* BEGIN Source records *

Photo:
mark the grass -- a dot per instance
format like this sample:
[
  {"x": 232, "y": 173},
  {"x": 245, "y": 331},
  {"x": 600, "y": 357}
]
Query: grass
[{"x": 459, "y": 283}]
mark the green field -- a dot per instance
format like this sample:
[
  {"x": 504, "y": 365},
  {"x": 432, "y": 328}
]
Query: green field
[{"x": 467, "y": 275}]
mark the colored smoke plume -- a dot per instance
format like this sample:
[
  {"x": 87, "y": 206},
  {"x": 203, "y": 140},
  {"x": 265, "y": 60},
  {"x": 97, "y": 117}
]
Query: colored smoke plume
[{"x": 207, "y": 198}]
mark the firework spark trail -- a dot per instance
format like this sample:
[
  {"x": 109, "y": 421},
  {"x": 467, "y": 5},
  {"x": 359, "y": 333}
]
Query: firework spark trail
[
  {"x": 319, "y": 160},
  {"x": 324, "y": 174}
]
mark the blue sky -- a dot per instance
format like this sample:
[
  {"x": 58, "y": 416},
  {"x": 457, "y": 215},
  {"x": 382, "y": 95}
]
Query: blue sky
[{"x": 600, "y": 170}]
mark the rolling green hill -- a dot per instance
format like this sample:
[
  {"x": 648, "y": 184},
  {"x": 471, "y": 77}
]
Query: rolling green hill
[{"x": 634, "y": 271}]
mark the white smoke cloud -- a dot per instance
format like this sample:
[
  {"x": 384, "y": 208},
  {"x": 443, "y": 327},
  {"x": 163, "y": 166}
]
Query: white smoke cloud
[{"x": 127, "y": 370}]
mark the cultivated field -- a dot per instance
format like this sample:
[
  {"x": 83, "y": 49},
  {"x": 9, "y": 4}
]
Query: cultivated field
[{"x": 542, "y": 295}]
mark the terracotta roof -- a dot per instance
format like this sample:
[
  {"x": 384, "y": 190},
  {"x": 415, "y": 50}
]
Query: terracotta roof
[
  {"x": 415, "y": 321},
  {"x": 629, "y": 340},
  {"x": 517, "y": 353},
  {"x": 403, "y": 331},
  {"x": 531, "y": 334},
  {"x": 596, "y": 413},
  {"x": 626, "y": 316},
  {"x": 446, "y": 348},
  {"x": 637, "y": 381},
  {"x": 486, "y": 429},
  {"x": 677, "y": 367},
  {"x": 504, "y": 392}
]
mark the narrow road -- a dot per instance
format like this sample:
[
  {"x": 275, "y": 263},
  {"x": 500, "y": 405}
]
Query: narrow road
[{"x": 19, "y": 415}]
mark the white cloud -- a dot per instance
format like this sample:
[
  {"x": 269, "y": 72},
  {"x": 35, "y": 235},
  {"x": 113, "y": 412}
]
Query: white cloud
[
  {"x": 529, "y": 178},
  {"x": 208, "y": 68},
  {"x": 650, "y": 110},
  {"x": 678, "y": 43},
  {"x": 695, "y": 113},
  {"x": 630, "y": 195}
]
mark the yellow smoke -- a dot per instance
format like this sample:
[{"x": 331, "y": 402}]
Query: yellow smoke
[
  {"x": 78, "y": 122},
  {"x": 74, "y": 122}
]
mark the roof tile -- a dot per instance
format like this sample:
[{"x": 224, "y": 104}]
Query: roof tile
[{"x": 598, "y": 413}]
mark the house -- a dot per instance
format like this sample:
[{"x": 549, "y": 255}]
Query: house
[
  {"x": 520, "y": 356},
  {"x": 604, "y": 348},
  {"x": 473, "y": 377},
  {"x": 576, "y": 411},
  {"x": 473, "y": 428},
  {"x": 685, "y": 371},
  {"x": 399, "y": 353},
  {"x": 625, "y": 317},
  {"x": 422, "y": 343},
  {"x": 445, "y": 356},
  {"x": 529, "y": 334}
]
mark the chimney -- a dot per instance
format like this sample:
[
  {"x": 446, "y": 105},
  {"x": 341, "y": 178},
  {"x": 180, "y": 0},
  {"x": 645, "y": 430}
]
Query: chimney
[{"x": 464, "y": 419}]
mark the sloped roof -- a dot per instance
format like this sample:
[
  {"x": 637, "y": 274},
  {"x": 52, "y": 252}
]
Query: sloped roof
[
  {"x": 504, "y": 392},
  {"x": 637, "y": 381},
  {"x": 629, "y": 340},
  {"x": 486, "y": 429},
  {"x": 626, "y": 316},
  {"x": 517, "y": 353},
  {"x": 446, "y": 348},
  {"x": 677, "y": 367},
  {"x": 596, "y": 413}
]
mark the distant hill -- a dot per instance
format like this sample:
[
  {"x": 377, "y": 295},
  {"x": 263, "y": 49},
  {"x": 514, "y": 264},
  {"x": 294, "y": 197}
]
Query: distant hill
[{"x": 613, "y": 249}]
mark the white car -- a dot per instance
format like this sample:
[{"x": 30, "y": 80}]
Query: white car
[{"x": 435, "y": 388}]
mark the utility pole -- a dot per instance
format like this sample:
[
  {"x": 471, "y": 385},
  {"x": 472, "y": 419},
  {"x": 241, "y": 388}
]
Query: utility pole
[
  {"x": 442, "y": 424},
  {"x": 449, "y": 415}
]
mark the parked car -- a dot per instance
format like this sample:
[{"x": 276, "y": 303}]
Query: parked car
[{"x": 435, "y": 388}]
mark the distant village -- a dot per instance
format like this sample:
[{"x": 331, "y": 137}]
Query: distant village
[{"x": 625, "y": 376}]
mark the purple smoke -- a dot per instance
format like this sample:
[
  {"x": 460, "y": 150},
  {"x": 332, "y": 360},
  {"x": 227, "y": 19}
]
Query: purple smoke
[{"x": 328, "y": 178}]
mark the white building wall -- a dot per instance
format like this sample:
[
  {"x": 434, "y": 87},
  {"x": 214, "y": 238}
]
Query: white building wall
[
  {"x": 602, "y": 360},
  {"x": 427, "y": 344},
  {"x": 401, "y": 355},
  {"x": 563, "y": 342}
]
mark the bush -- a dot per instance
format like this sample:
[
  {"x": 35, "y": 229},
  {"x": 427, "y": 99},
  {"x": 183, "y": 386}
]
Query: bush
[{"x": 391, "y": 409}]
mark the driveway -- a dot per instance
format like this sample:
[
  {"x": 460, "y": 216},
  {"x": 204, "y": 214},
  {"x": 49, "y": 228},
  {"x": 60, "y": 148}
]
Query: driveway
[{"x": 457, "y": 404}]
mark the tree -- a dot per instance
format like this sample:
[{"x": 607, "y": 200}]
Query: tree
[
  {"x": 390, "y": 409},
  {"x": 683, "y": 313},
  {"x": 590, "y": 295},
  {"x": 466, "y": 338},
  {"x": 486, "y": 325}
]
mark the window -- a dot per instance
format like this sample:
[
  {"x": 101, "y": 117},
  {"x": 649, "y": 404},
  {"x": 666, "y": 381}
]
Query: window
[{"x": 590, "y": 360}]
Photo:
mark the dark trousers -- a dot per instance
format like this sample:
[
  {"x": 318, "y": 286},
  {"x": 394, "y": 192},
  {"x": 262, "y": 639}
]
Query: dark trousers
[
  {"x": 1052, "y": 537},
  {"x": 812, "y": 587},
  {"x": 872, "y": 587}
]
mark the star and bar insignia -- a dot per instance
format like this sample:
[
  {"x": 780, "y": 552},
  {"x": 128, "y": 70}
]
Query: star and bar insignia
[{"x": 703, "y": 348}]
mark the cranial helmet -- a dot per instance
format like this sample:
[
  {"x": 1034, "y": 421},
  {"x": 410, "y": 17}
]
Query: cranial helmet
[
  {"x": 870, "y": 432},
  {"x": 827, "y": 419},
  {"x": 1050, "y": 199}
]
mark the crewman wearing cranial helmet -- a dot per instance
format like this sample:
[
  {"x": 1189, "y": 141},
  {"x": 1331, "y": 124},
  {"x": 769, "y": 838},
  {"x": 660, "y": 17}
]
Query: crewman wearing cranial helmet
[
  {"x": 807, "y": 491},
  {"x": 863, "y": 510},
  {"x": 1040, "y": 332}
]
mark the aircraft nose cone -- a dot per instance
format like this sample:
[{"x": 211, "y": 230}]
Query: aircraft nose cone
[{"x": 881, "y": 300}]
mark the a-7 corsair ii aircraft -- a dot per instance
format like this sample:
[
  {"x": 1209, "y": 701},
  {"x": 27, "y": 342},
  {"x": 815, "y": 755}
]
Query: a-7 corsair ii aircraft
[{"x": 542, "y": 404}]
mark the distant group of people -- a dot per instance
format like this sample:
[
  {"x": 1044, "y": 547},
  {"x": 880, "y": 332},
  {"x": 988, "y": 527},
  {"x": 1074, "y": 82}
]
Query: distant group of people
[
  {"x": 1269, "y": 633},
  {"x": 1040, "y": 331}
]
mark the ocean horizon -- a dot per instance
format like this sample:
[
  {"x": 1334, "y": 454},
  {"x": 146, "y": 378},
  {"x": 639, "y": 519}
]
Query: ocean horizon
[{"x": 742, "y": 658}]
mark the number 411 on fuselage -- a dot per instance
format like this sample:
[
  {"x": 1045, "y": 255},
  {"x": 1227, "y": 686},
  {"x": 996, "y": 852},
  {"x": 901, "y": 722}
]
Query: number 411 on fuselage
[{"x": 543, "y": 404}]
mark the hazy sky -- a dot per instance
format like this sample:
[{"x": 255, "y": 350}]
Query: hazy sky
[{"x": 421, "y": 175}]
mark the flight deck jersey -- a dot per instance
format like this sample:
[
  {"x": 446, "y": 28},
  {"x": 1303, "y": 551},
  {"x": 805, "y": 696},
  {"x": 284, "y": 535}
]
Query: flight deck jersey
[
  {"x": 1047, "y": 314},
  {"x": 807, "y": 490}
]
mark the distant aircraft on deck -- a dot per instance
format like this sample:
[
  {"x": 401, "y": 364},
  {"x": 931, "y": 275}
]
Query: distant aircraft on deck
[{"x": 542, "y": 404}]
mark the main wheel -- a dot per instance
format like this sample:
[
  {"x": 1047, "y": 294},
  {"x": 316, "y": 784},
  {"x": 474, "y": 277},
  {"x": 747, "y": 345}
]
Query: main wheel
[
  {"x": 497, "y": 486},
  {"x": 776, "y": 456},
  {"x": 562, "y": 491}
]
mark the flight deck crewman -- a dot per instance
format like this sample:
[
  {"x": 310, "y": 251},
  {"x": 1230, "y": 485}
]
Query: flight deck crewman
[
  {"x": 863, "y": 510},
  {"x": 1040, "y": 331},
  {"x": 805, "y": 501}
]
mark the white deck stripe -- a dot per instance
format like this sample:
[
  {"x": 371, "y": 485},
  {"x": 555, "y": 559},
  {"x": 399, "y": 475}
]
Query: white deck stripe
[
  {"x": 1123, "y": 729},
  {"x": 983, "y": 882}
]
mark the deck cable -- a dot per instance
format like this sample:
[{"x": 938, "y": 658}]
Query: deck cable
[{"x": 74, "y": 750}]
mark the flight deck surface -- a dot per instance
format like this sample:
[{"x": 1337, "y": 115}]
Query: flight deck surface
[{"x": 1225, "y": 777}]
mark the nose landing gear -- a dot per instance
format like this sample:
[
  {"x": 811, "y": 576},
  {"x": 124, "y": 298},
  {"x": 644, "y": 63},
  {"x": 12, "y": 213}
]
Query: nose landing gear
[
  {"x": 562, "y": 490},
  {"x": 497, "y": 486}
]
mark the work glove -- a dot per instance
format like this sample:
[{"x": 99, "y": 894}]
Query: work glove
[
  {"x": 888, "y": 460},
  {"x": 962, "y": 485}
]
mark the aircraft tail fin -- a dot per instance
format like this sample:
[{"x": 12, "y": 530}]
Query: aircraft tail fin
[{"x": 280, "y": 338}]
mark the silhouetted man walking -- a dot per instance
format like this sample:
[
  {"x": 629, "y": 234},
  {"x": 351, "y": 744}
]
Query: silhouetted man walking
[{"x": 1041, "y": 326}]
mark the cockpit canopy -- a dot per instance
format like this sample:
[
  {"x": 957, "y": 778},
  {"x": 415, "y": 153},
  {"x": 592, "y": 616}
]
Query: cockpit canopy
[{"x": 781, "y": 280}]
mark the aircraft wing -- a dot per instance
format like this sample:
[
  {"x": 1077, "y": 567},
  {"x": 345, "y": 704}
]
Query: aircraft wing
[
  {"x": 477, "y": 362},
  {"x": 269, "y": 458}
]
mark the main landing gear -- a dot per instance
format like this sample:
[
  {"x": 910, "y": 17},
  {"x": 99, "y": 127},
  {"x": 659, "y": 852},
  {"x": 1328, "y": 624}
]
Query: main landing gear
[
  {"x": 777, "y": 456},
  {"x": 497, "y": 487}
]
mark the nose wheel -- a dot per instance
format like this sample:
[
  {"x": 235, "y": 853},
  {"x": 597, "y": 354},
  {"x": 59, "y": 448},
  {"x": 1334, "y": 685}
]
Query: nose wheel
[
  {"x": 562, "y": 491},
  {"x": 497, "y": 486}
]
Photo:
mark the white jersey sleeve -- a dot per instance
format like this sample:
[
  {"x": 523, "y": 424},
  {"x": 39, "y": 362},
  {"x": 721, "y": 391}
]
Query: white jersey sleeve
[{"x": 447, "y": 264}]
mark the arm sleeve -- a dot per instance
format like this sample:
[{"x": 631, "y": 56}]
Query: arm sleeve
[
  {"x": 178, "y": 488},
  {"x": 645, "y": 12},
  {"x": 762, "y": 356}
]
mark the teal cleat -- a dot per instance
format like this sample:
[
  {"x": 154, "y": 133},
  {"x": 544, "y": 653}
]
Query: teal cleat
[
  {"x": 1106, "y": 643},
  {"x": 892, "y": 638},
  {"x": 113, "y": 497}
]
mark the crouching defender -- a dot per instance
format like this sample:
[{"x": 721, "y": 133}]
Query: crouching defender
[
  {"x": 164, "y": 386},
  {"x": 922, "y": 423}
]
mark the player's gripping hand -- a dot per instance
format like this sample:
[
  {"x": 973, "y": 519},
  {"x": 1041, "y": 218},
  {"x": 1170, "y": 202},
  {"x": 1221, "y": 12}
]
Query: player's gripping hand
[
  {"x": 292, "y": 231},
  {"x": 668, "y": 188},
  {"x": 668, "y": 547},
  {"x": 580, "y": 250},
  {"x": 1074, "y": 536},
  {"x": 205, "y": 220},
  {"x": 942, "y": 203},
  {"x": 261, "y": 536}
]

* END Source records *

Exercise goal:
Give back exactly the lines running from the line containing "mark the teal cleat -- a dot per instance" through the end of the material above, both included, and nothing beyond them.

Response below:
mark the teal cleat -- a dot per instance
format like this sample:
[
  {"x": 154, "y": 133},
  {"x": 544, "y": 653}
]
Query: teal cleat
[
  {"x": 1106, "y": 643},
  {"x": 892, "y": 638},
  {"x": 113, "y": 497}
]
mark the crouching defender -- a dot per instance
format like this sample:
[{"x": 721, "y": 133}]
Query: crouching defender
[
  {"x": 164, "y": 386},
  {"x": 922, "y": 423}
]
mark the player's gripping hand -- a dot per instance
format like this sample:
[
  {"x": 973, "y": 519},
  {"x": 1041, "y": 218},
  {"x": 1170, "y": 202},
  {"x": 1221, "y": 12}
]
Query: player's gripping hand
[
  {"x": 292, "y": 231},
  {"x": 668, "y": 188},
  {"x": 668, "y": 547},
  {"x": 580, "y": 250},
  {"x": 1074, "y": 536},
  {"x": 205, "y": 220},
  {"x": 942, "y": 203},
  {"x": 261, "y": 536}
]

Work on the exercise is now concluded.